===== Data supplied
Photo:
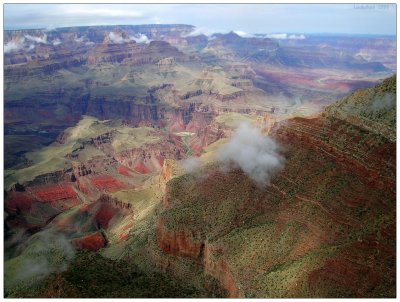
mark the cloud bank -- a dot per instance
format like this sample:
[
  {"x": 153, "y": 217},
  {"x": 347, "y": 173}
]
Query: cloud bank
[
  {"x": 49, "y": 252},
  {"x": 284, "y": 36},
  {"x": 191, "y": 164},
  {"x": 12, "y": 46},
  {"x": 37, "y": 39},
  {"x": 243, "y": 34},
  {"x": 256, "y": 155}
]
==========
Task to carry out
Copy the items above word for word, leaving out the pictures.

Worked solution
Photo:
mark the cloud bank -- a dot per instance
format like this sample:
[
  {"x": 153, "y": 217},
  {"x": 347, "y": 173}
]
Query: cloud bank
[
  {"x": 49, "y": 252},
  {"x": 284, "y": 36},
  {"x": 191, "y": 164},
  {"x": 12, "y": 46},
  {"x": 37, "y": 39},
  {"x": 243, "y": 34},
  {"x": 256, "y": 155}
]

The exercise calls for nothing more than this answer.